STORED RECORDS:
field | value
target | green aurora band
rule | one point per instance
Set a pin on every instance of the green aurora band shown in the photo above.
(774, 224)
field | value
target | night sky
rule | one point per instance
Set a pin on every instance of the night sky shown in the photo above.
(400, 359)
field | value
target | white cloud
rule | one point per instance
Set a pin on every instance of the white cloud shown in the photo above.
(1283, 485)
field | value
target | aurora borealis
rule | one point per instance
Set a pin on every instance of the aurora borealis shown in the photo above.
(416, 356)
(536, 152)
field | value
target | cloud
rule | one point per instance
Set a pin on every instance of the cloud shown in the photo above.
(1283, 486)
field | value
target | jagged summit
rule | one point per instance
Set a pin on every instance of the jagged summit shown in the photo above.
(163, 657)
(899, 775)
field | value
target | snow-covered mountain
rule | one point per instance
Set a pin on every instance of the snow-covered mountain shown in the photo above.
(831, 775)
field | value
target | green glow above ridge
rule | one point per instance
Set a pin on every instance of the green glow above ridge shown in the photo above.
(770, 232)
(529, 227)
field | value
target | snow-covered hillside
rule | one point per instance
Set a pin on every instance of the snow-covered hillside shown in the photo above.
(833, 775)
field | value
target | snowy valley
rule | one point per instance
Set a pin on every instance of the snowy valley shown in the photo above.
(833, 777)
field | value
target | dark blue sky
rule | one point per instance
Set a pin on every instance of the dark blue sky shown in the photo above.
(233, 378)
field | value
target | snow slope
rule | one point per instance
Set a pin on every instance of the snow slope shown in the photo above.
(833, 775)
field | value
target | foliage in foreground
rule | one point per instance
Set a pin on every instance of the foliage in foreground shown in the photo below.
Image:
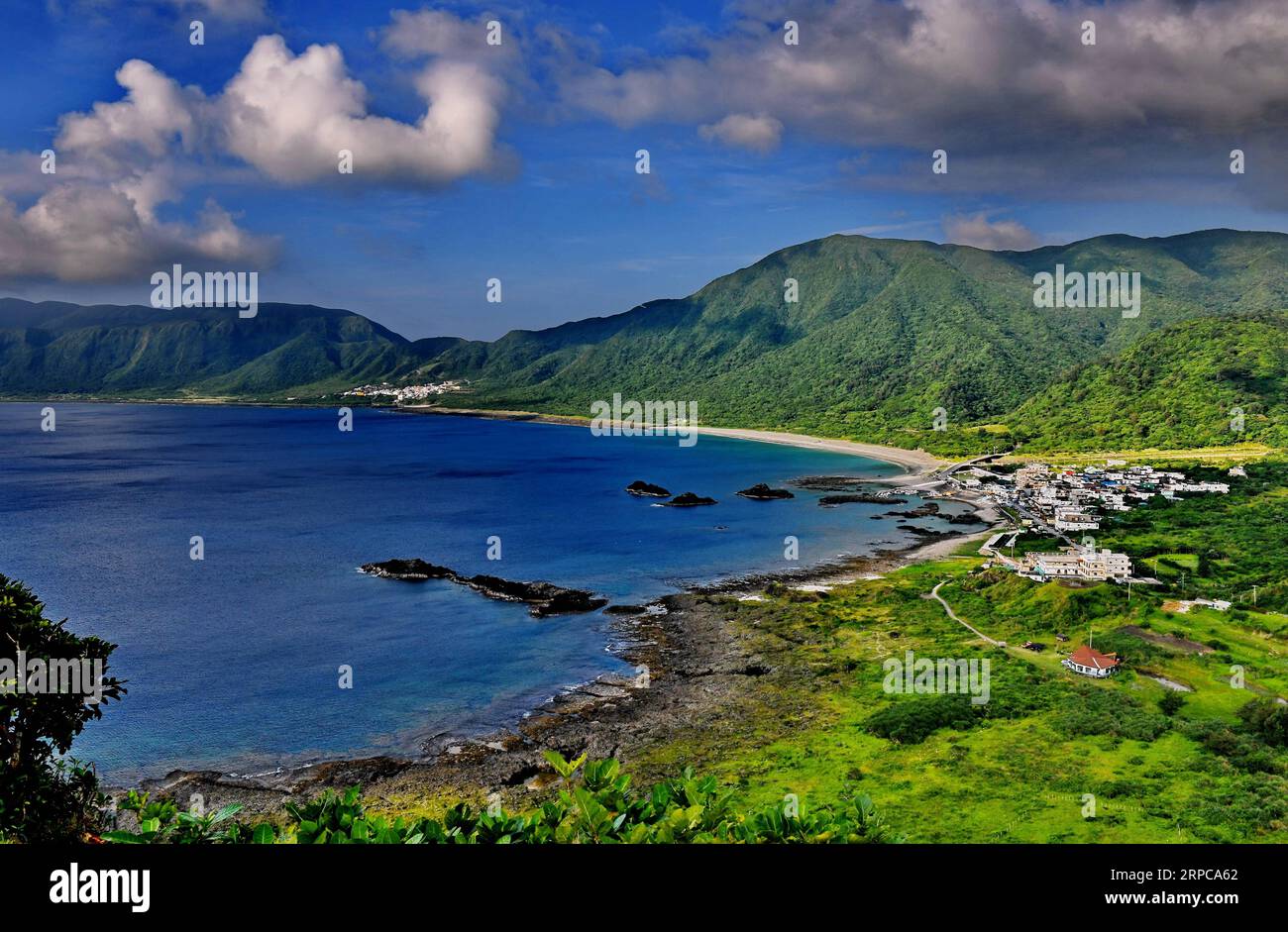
(596, 807)
(43, 795)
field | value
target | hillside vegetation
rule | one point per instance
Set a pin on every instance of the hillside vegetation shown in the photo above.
(884, 334)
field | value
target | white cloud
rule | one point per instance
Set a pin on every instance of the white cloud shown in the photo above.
(85, 233)
(286, 116)
(756, 133)
(290, 115)
(977, 230)
(991, 82)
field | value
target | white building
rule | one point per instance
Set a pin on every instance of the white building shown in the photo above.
(1077, 563)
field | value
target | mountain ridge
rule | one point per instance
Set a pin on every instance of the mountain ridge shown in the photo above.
(884, 334)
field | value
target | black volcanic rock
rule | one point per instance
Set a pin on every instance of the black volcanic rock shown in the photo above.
(761, 492)
(861, 497)
(408, 570)
(919, 511)
(542, 597)
(648, 489)
(625, 610)
(922, 532)
(687, 499)
(829, 483)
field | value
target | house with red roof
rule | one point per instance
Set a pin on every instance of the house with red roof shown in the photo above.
(1091, 662)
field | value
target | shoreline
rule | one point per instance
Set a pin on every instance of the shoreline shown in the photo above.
(695, 667)
(679, 639)
(915, 461)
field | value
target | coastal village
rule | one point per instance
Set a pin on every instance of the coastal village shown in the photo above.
(1060, 501)
(402, 394)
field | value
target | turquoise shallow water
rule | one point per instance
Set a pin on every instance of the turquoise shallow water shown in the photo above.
(233, 661)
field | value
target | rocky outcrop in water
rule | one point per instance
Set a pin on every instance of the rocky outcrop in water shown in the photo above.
(687, 499)
(647, 489)
(542, 597)
(919, 511)
(761, 492)
(866, 497)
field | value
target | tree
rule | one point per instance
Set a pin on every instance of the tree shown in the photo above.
(1171, 703)
(43, 794)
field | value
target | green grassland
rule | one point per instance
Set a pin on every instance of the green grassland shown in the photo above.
(1018, 769)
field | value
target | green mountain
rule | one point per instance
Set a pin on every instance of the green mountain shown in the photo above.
(884, 334)
(55, 348)
(1206, 382)
(885, 331)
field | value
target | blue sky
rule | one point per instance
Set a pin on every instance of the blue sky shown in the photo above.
(754, 145)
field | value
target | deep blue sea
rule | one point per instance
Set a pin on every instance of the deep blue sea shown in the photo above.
(232, 661)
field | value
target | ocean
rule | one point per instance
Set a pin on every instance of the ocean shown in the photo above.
(233, 661)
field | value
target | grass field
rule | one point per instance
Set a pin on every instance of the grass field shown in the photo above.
(1048, 742)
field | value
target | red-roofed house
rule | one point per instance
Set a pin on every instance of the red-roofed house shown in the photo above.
(1091, 662)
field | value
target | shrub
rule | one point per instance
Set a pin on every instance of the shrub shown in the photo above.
(599, 807)
(43, 795)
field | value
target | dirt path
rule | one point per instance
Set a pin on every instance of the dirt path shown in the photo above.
(952, 614)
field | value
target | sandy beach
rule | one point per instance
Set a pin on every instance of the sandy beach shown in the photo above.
(917, 463)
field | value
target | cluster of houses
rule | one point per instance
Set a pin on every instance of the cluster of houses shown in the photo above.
(1057, 501)
(1065, 499)
(402, 394)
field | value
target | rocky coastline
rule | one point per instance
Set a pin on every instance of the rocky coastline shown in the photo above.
(544, 599)
(691, 669)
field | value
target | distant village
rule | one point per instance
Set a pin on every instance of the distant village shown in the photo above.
(402, 394)
(1057, 501)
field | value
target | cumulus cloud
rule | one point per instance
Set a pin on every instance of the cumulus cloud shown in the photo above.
(756, 133)
(977, 230)
(282, 116)
(84, 233)
(987, 81)
(290, 115)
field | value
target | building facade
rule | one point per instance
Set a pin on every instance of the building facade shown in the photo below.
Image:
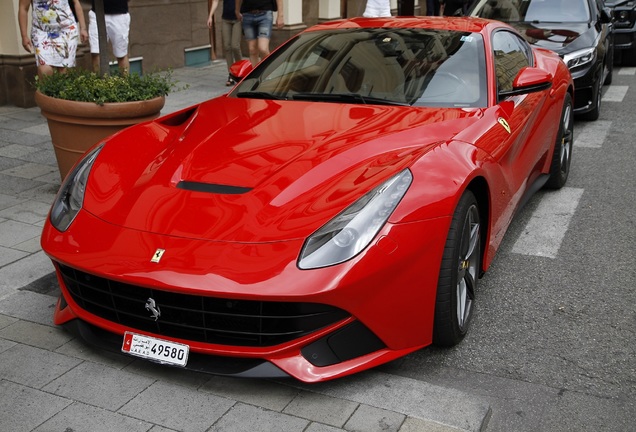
(163, 34)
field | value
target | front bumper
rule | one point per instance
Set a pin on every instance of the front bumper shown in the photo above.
(386, 292)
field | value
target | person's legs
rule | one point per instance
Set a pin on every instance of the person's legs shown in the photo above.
(118, 29)
(265, 22)
(93, 40)
(226, 35)
(258, 31)
(45, 70)
(250, 32)
(235, 41)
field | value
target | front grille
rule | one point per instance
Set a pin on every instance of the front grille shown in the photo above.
(198, 318)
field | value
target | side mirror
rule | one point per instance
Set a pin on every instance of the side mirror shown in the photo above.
(528, 80)
(240, 69)
(606, 15)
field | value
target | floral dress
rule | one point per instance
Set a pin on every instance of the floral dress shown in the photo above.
(54, 33)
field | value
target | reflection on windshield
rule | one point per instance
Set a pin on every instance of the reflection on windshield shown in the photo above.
(377, 66)
(533, 10)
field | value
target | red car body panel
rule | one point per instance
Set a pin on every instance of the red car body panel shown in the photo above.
(302, 163)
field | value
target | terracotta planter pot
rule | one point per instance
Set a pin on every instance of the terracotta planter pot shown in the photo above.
(77, 126)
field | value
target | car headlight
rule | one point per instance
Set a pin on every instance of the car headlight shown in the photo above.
(579, 58)
(347, 234)
(70, 198)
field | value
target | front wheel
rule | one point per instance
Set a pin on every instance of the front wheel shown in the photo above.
(458, 274)
(562, 157)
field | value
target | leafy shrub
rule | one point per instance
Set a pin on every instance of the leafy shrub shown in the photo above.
(85, 86)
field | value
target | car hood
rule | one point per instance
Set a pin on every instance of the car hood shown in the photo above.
(563, 38)
(249, 170)
(616, 3)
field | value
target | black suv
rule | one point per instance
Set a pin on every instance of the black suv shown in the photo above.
(580, 31)
(624, 31)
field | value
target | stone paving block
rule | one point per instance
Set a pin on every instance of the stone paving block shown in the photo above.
(82, 417)
(420, 425)
(177, 407)
(266, 394)
(411, 397)
(98, 385)
(30, 170)
(14, 232)
(242, 417)
(6, 320)
(161, 429)
(6, 163)
(321, 408)
(23, 273)
(319, 427)
(79, 349)
(17, 184)
(29, 306)
(30, 212)
(13, 135)
(33, 367)
(6, 344)
(9, 255)
(37, 335)
(23, 408)
(371, 419)
(44, 156)
(44, 193)
(9, 201)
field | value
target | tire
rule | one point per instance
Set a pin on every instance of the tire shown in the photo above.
(628, 57)
(610, 72)
(458, 274)
(562, 157)
(596, 111)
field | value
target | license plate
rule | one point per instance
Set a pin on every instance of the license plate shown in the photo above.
(157, 350)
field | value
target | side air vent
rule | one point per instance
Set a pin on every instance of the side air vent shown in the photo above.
(178, 118)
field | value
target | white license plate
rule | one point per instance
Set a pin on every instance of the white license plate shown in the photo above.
(157, 350)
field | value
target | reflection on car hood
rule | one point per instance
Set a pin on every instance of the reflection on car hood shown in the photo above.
(249, 170)
(562, 38)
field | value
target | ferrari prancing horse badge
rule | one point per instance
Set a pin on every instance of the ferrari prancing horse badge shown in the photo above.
(157, 256)
(502, 121)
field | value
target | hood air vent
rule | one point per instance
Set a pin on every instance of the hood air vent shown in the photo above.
(212, 188)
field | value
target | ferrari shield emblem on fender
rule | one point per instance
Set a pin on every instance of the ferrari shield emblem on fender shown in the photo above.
(157, 256)
(152, 307)
(502, 121)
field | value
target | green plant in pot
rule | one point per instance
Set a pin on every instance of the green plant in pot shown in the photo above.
(82, 107)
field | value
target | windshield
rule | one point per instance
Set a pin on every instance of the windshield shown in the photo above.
(533, 10)
(419, 67)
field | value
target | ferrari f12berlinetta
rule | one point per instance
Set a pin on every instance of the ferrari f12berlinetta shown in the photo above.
(331, 213)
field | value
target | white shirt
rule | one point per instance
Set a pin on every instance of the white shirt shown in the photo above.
(377, 8)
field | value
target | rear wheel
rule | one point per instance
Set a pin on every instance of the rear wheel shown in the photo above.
(562, 157)
(458, 274)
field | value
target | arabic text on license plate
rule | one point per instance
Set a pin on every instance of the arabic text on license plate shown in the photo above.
(154, 349)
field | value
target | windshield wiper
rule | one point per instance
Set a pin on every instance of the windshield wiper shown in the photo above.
(259, 95)
(345, 98)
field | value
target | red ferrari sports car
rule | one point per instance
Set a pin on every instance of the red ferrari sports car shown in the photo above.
(333, 212)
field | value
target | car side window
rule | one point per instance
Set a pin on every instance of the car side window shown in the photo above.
(511, 54)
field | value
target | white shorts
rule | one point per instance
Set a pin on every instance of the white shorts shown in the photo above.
(117, 30)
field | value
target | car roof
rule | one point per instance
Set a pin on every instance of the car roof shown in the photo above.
(468, 24)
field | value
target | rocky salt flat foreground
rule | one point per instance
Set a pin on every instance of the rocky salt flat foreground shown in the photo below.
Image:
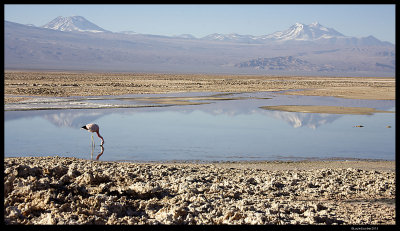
(55, 190)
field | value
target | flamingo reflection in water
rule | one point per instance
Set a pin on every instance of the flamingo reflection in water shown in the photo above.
(94, 128)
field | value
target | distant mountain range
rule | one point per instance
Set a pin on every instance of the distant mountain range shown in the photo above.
(73, 23)
(76, 43)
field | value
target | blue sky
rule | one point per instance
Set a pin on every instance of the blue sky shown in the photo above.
(359, 20)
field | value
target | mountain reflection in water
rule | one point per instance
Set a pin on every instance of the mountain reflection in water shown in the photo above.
(220, 130)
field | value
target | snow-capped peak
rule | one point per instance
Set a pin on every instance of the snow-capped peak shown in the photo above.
(300, 31)
(73, 23)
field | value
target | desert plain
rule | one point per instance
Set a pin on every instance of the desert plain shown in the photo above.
(55, 190)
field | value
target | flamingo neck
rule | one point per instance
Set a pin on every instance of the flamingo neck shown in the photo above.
(98, 134)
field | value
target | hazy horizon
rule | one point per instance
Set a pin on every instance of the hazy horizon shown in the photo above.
(202, 20)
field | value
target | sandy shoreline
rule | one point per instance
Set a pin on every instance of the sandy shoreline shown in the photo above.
(30, 83)
(56, 190)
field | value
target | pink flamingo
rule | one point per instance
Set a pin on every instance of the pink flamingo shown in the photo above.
(94, 128)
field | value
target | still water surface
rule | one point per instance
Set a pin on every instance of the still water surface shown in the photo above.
(222, 130)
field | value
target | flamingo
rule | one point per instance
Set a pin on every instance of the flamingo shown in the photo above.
(94, 128)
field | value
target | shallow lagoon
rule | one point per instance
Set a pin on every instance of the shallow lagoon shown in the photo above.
(217, 127)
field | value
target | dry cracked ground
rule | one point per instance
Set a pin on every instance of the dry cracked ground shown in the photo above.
(55, 190)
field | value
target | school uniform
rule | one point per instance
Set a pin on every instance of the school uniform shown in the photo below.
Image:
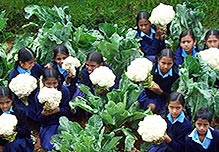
(150, 46)
(22, 142)
(165, 82)
(49, 124)
(210, 143)
(31, 109)
(85, 79)
(180, 54)
(176, 130)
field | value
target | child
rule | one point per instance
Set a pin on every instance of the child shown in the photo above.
(152, 39)
(26, 64)
(165, 73)
(50, 119)
(22, 141)
(59, 54)
(212, 39)
(203, 138)
(178, 125)
(187, 46)
(93, 61)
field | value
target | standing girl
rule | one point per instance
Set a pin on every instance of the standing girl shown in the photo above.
(178, 125)
(22, 141)
(187, 46)
(60, 53)
(26, 64)
(165, 73)
(203, 138)
(93, 61)
(152, 39)
(50, 119)
(212, 39)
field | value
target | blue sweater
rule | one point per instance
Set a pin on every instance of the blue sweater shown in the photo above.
(151, 46)
(192, 146)
(177, 133)
(64, 109)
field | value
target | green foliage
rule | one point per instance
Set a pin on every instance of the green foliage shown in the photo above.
(116, 111)
(188, 16)
(196, 83)
(92, 138)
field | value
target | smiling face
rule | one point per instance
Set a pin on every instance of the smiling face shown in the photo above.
(175, 108)
(145, 26)
(5, 103)
(59, 58)
(51, 83)
(202, 126)
(165, 63)
(212, 42)
(187, 43)
(28, 65)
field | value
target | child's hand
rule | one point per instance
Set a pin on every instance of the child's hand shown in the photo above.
(50, 112)
(156, 89)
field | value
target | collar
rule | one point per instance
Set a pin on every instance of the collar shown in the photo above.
(62, 71)
(180, 118)
(205, 144)
(184, 54)
(169, 73)
(9, 111)
(149, 36)
(22, 71)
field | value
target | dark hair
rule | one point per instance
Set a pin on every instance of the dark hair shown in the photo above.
(142, 15)
(176, 96)
(209, 33)
(95, 57)
(203, 113)
(6, 92)
(60, 49)
(51, 73)
(185, 33)
(166, 53)
(24, 54)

GIVEN INSTRUCTION:
Please reproduce the data from its start through the line with "(1283, 486)", swapping "night sky" for "evening sky" and keeping everything else the same.

WRITTEN SOLUTION:
field | value
target | green aurora band
rule | one point per instance
Set a pin on every instance of the green aurora band shown in the photo above.
(774, 224)
field | value
target | evening sky
rule | one point per instance
Set a pin on every instance of the evening sky shown in the photo above.
(400, 359)
field | value
target | white cloud
rule | one point per instance
Set a pin on every instance of the white cloud shown in the photo above.
(1283, 485)
field | value
target | aurora borealis
rule | one point per instance
Set a pin on every instance of the aurora borealis shown in the photo above.
(416, 356)
(536, 152)
field | value
target | cloud
rule | one point per instance
Set a pin on every instance of the cloud shown in the photo above.
(1283, 486)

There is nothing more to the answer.